Thereafter policy was almost entirely on the side of making things
worse. Asked how the government could best advance recovery, the sound
and responsible adviser urged that the budget be balanced. Both
parties agreed on this. For Republicans the balanced budget was, as
ever, high doctrine. But the Democratic Party platform of 1932, with
an explicitness which politicians rarely advise, also called for a
'federal budget annually balanced on the basis of accurate executive
estimates within revenues...'

A commitment to a balanced budget is always comprehensive. It then
meant there could be no increase in government outlays to expand
purchasing power and relieve distress. It meant there could be no
further tax reduction. But taken literally it meant much more. From
1930 on the budget was far out of balance, and balance, therefore,
meant an increase in taxes, a reduction in spending, or both. The
Democratic platform in 1932 called for an 'immediate and drastic
reduction of govern-[*201]- mental expenditures' to accomplish at
least a twenty-five per cent decrease in the cost of government

The balanced budget was not a subject of thought. Nor was it, as often
asserted, a precise matter of faith. Rather it was a formula. For
centuries avoidance of borrowing had protected people from slovenly or
reckless public housekeeping. Slovenly or reckless keepers of the
public purse had often composed complicated arguments to show why
balance of income and outlay was not a mark of virtue. Experience had
shown that however convenient this belief might seem in the short run,
discomfort or disaster followed in the long run. Those simple precepts
of a simple world did not hold amid the growing complexities of the
early thirties. Mass unemployment in particular had altered the rules.
Events had played a very bad trick on people, but almost no one tried
to think out the problem anew.

● Data rows:
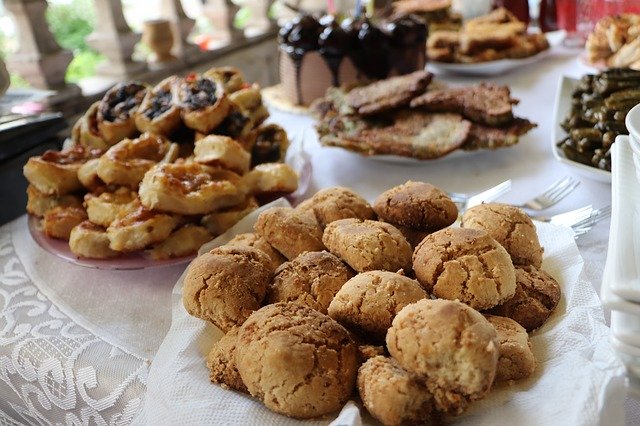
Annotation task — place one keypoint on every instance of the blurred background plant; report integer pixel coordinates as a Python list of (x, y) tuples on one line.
[(71, 22)]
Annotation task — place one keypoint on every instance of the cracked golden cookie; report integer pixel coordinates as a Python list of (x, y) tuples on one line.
[(226, 285), (368, 302), (452, 346), (253, 240), (414, 236), (394, 396), (221, 362), (516, 359), (337, 203), (289, 231), (368, 245), (312, 279), (511, 227), (297, 361), (465, 264), (416, 205), (536, 297)]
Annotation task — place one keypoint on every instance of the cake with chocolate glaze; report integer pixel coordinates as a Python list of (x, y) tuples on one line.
[(319, 53)]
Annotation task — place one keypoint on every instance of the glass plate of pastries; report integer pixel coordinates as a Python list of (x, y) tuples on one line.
[(151, 173), (488, 45), (409, 118), (614, 43)]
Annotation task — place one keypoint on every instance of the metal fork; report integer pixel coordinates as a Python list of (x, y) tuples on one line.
[(596, 216), (579, 220), (556, 192), (568, 218), (466, 201)]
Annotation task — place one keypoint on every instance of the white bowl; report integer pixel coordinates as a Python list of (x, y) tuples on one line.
[(630, 355), (632, 122)]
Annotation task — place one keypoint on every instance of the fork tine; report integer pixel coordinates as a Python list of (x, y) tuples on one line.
[(560, 193), (490, 194), (559, 184), (569, 217), (553, 194)]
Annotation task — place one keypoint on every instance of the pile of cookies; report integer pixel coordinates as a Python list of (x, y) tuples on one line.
[(615, 42), (336, 296), (163, 169), (498, 35)]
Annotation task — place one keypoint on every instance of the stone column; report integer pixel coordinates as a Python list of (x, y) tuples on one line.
[(236, 34), (181, 26), (221, 14), (114, 39), (40, 60)]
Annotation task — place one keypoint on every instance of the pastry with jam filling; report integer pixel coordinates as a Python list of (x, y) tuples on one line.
[(126, 162), (203, 101), (159, 113), (115, 111), (86, 132), (56, 172)]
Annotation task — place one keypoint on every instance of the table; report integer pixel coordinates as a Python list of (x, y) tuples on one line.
[(100, 330)]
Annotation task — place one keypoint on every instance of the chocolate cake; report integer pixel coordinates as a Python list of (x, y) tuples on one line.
[(319, 53)]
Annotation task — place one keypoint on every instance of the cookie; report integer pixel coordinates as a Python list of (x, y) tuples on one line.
[(368, 245), (368, 302), (394, 396), (414, 236), (312, 279), (465, 264), (252, 240), (337, 203), (226, 285), (306, 206), (416, 205), (221, 362), (511, 227), (452, 346), (516, 359), (297, 361), (289, 231), (536, 297), (367, 351)]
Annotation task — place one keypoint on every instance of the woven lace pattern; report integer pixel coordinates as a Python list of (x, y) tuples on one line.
[(53, 371)]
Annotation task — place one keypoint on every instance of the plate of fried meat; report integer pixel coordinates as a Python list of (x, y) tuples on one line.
[(488, 45), (409, 117)]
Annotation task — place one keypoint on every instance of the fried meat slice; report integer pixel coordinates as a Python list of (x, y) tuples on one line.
[(485, 103), (387, 94)]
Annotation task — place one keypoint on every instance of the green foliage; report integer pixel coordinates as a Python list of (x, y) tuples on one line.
[(70, 24), (83, 65), (242, 18)]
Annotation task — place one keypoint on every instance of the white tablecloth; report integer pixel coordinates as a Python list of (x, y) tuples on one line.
[(100, 330)]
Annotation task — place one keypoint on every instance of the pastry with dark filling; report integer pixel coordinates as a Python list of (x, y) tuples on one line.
[(203, 102), (115, 111), (158, 112), (231, 78), (267, 144)]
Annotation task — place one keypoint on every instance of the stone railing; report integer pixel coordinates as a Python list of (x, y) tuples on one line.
[(42, 62)]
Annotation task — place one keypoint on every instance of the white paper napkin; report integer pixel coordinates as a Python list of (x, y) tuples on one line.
[(572, 385)]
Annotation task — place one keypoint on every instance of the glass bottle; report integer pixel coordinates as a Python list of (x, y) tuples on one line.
[(520, 8), (547, 17)]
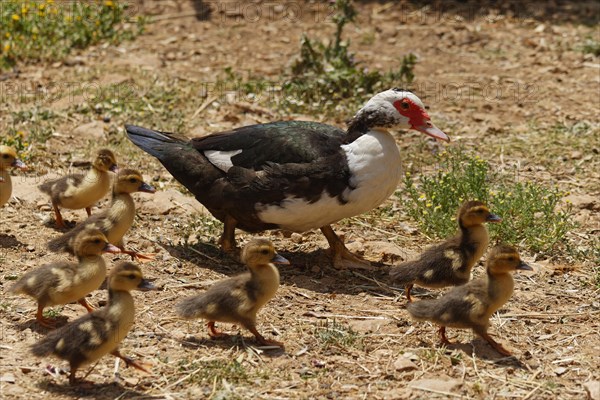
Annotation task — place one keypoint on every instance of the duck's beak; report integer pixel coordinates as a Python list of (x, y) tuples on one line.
[(280, 260), (144, 187), (493, 218), (146, 285), (524, 266), (429, 129), (19, 164), (109, 248)]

● Requirements:
(A) According to the balanced-budget passage, what did a commitment to a balanced budget mean? List each outcome it names.
(B) Echo the part of the balanced-budget passage between "The balanced budget was not" and "altered the rules.", inclusive.
(C) Proceed with the balanced-budget passage, writing on from its final sentence.
None of the entries is needed here.

● Answers to the exercise:
(A)
- No increase in government outlays to expand purchasing power and relieve distress
- No further tax reduction
- An increase in taxes, a reduction in spending, or both

(B)
The balanced budget was not a subject of thought. Nor was it, as often
asserted, a precise matter of faith. Rather it was a formula. For
centuries avoidance of borrowing had protected people from slovenly or
reckless public housekeeping. Slovenly or reckless keepers of the
public purse had often composed complicated arguments to show why
balance of income and outlay was not a mark of virtue. Experience had
shown that however convenient this belief might seem in the short run,
discomfort or disaster followed in the long run. Those simple precepts
of a simple world did not hold amid the growing complexities of the
early thirties. Mass unemployment in particular had altered the rules.

(C)
The balanced budget was not the only strait-jacket on policy. There
was also the bogy of 'going off' the gold standard and, surprisingly,
of risking inflation. Until 1932 the United States added formidably to
its gold reserves, and instead of inflation the country was
experiencing the most violent deflation in the nation's history. Yet
every sober adviser saw dangers here, including the danger of runaway
price increases. Americans, though in years now well in the past, had
shown a penchant for tinkering with the money supply and enjoying the
brief but heady joys of a boom in prices. In 1931 or 1932, the danger
or even the feasibility of such a boom was nil. The advisers and
counsellors were not, however, analysing the danger or even the
possibility. They were serving only as the custodians of bad memories.

The fear of inflation reinforced the demand for the balanced budget.
It also limited efforts to make interest rates low, credit plentiful
(or at least redundant), and borrowing as easy as possible under the
circumstances. Devaluation of the dollar was, of course, flatly ruled
out. This directly violated the gold [*202] standard rules. At best,
in such depression times, monetary policy is a feeble reed on which to
lean. The current economic clichés did not allow even the use of that
frail weapon. And again, these attitudes were above party. Though
himself singularly open-minded, Roosevelt was careful not to offend or
disturb his followers. In a speech in Brooklyn toward the close of the
1932 campaign, he said:

The Democratic platform specifically declares, 'We advocate a sound
currency to be preserved at all hazards.' That is plain English. In
discussing this platform on 30 July, I said, 'Sound money is an
international necessity, not a domestic consideration for one nation
alone.' Far up in the Northwest, at Butte, I repeated the pledge ...
In Seattle I reaffirmed my attitude ...FN1

The following February, Mr Hoover set forth his view, as often before,
in a famous letter to the President-elect:

It would steady the country greatly if there could be prompt assurance
that there will be no tampering or inflation of the currency; that the
budget will be unquestionably balanced even if further taxation is
necessary; that the Government credit will be maintained by refusal to
exhaust it in the issue of securities.'

The rejection of both fiscal (tax and expenditure) and monetary policy
amounted precisely to a rejection of all affirmative government
economic policy. The economic advisers of the day had both the
unanimity and the authority to force the leaders of both parties to
disavow all the available steps to check deflation and depression. In
its own way this was a marked achievement -- a triumph of dogma over
thought. The consequences were profound.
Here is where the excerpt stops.